§ Records from a data collection:
"""

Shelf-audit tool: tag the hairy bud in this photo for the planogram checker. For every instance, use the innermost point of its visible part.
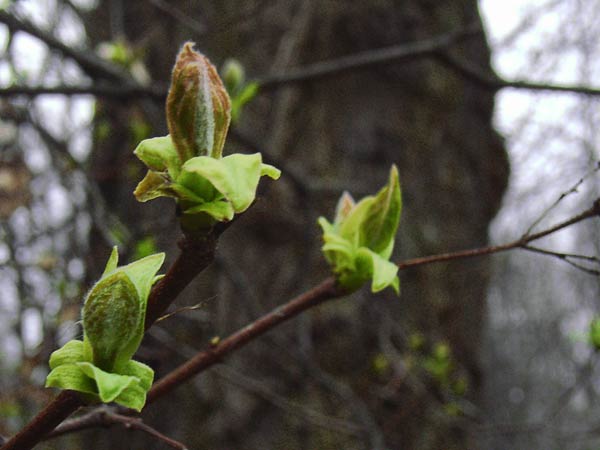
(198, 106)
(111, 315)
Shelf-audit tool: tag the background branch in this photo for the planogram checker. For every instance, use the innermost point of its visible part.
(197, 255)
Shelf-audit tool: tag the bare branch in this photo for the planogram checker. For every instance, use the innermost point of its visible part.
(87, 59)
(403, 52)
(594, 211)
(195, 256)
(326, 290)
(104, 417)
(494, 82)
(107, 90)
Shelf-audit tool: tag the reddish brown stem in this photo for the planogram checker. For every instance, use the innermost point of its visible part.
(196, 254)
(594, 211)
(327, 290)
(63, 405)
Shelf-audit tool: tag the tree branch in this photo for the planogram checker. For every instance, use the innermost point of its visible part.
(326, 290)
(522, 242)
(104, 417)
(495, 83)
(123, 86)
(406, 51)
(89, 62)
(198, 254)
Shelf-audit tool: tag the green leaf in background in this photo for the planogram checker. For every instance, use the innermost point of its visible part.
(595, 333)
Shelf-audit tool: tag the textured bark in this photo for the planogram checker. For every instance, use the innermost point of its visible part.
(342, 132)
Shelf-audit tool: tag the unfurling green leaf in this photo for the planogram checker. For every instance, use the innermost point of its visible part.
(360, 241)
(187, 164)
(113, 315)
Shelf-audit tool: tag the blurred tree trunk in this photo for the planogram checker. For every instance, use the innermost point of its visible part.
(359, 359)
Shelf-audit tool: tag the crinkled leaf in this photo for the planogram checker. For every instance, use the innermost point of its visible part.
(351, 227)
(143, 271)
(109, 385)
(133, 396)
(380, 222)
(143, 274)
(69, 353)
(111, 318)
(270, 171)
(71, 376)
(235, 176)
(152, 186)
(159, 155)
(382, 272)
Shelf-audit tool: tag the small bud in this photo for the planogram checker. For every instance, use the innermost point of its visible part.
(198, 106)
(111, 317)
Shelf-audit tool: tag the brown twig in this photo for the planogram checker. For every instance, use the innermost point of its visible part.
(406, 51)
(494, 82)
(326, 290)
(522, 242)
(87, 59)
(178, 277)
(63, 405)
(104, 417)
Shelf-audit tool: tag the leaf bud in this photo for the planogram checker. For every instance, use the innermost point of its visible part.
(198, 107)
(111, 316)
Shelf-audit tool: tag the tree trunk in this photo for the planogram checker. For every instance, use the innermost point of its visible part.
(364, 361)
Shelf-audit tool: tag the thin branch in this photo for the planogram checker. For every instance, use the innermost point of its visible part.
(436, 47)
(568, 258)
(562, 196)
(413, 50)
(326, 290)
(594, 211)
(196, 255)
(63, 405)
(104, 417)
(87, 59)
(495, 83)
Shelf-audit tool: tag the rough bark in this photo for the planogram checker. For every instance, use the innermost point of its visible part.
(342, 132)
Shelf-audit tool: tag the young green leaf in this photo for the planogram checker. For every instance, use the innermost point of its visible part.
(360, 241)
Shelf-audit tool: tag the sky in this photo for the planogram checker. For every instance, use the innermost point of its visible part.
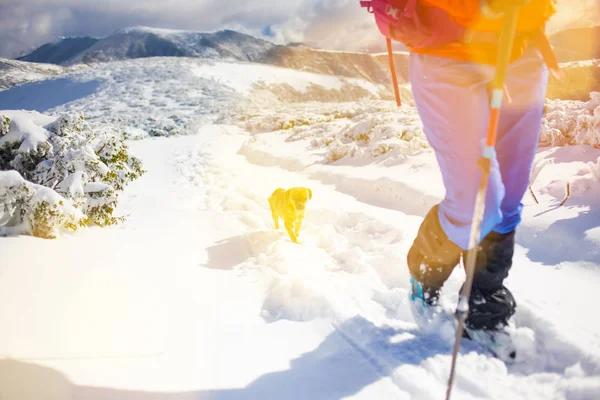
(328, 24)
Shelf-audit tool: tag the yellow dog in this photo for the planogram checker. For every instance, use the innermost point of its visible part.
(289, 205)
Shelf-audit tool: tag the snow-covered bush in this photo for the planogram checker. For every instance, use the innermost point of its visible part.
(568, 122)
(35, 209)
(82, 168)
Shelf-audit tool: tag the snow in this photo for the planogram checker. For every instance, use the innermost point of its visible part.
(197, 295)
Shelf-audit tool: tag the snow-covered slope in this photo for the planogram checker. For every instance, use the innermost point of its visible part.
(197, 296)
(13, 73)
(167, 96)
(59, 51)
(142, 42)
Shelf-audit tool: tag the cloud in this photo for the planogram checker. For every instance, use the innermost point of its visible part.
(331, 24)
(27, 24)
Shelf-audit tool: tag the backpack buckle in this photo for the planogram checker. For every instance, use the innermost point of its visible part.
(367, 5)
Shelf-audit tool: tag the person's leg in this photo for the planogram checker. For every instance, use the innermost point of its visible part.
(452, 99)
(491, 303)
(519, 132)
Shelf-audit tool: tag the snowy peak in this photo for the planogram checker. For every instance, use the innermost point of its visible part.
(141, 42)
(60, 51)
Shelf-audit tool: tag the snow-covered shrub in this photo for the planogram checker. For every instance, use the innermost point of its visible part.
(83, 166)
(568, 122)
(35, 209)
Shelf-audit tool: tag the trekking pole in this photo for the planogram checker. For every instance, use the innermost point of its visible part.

"""

§ Problem: Write out again every line from the one holding "Shelf-audit tool: tag the sky" through the end of the records, both ends included and requests kept, but scale every coordinate in the answers by 2.1, rounding to whole numbers with halves going up. Leave the pictures out of your answer.

§ The output:
Shelf-audit tool: tag the sky in this photo for the planogram checker. For every instance, use the innermost point of its visible part.
(689, 50)
Shelf-audit tool: tag the yellow dog in this photo for the planogram checker. For every instance, use the innermost point of its visible part.
(607, 431)
Shelf-audit tool: tag the snow-covered bush in this photo for the planogram checker. For every instance, use the innermost point of its visible part.
(1193, 256)
(74, 439)
(172, 353)
Shelf-audit tool: tag the snow in this photo for the planogram checker. For every instance, use the innermost point of its visible part.
(414, 620)
Shelf-audit tool: tag the snow-covered slope in this photo for the planogram checker. For every instance, use the innermost point of its visible part.
(414, 622)
(27, 153)
(351, 202)
(124, 107)
(298, 88)
Shelf-audit tool: tag the cloud in this photo for the planogram checker. For every instance, use the innermost point of its visible part.
(695, 50)
(57, 50)
Shelf-audit tool: tag the backpack buckle in this photo for the planogram checker. For every instance, use the innermost point of its visible part.
(771, 11)
Shelf-audit tool: tag the person's leg in this photo for the planogram checker. For every instance, use the innermost point of its visible part.
(949, 208)
(1031, 636)
(1090, 277)
Shelf-audit tool: tag the snowy peak in this photo for the planogram checker. For every instance, use the innermost point of its visible part.
(296, 88)
(126, 107)
Shelf-audit tool: tag the snow-covered shrub in this photo for the planogram checker. For every instance, use the innermost point of its visible part.
(174, 349)
(1193, 256)
(74, 439)
Shelf-audit tool: tag the trekking pole in this photo for the planogram checker. For every instance, use the innermost point of its visible part.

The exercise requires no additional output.